Exercise requirements:
What you return must be the complete listing, unchanged.

Data for the task:
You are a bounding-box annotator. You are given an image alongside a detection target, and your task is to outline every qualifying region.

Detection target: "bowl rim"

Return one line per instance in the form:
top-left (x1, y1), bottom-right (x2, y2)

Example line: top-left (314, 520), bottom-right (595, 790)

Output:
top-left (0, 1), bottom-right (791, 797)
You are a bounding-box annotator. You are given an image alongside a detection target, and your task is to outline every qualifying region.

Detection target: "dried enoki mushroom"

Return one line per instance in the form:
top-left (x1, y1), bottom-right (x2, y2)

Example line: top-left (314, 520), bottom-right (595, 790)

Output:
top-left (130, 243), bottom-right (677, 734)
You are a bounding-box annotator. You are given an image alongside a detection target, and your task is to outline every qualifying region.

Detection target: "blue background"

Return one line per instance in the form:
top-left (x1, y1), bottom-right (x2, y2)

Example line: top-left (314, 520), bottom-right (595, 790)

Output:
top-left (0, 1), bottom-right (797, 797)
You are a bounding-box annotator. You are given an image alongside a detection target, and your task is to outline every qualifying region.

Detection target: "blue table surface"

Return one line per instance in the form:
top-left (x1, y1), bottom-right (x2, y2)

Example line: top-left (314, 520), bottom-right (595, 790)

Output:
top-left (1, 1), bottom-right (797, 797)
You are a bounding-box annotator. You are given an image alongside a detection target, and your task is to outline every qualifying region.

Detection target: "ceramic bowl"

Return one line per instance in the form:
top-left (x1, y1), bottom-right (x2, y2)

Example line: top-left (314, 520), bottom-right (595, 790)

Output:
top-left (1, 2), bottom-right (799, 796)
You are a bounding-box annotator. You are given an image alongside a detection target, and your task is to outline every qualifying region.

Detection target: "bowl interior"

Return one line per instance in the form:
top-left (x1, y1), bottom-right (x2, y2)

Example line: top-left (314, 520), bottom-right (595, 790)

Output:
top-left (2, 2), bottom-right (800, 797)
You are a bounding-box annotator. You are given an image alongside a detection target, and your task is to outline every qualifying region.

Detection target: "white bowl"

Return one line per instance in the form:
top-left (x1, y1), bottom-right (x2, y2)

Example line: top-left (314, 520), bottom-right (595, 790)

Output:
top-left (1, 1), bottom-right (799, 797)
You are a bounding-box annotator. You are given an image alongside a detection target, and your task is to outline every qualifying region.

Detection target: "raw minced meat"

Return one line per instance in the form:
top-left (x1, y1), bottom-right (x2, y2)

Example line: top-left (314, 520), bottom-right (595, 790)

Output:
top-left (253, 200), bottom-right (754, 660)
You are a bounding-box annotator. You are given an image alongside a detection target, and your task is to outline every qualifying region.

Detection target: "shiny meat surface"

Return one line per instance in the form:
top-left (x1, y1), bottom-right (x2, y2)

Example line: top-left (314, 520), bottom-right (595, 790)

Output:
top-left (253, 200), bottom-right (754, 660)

Result for this task:
You are a bounding-box annotator. You are given an image alongside a detection target, and your task is to outline every qualifying region.

Detection target: "bowl rim"

Return one line per instance in the form:
top-left (x1, y1), bottom-right (x2, y2)

Example line: top-left (314, 520), bottom-right (595, 790)

Output:
top-left (0, 1), bottom-right (791, 797)
You are a bounding-box annotator. You are given an image alongside a detection target, and your task is to outline every qualifying region.

Detection target: "dried enoki mushroom"

Return one line per instance in the form:
top-left (x1, y1), bottom-right (x2, y2)

Example line: top-left (314, 520), bottom-right (595, 790)

Output:
top-left (130, 243), bottom-right (677, 734)
You are a bounding-box annotator. You are given an image alongside a detection target, and your task is to outline every qualifying region.

Detection target: "blue background"

Return one line per instance in the form:
top-left (x1, y1), bottom-right (x2, y2)

Example line: top-left (314, 520), bottom-right (595, 790)

Output:
top-left (0, 1), bottom-right (797, 797)
You are a bounding-box annotator. You are given an image alongside a detection target, and your task is to outline every qualifying region.

Detection target: "blue table surface"

Return one line per instance in the form:
top-left (x1, y1), bottom-right (x2, y2)

Example line: top-left (314, 520), bottom-right (595, 790)

Output:
top-left (1, 1), bottom-right (797, 797)
You are a bounding-box annotator. You are given an image alongside a detection target, and your task is to outline every qualifying region.

Detection target: "ceramic bowl"

Return one line per instance in the form:
top-left (x1, y1), bottom-right (x2, y2)

Example line: top-left (314, 520), bottom-right (595, 790)

Output:
top-left (1, 2), bottom-right (799, 796)
You are a bounding-box annotator. You are given an image alongside a detection target, and your task is to outline every qualifying region.

Detection target: "bowl interior"

Return one line per instance in the form:
top-left (x1, y1), bottom-right (x2, y2)

Example line: top-left (314, 520), bottom-right (595, 790)

Output:
top-left (2, 2), bottom-right (800, 797)
You are a bounding-box annotator. You are given an image alongside a detection target, and your task is to outline every qualifying region.

Detection target: "white bowl"

Return one line per instance in the form:
top-left (x1, y1), bottom-right (x2, y2)

Example line: top-left (314, 520), bottom-right (595, 790)

Output:
top-left (1, 1), bottom-right (799, 797)
You are a bounding-box annotator. You are given an image alongside a detection target, and your task is to outline every qualifying region.

Detection target: "raw minced meat"

Return one line per instance in the form:
top-left (x1, y1), bottom-right (x2, y2)

Example line: top-left (314, 520), bottom-right (595, 790)

Output:
top-left (253, 200), bottom-right (754, 660)
You are a bounding-box annotator. You are given an image alongside a detection target, and your task is to outline every qualifying region.

Detection target: "shiny meat surface"

Return one line per instance in the form:
top-left (x1, y1), bottom-right (x2, y2)

Example line: top-left (314, 520), bottom-right (595, 790)

Output:
top-left (253, 200), bottom-right (754, 660)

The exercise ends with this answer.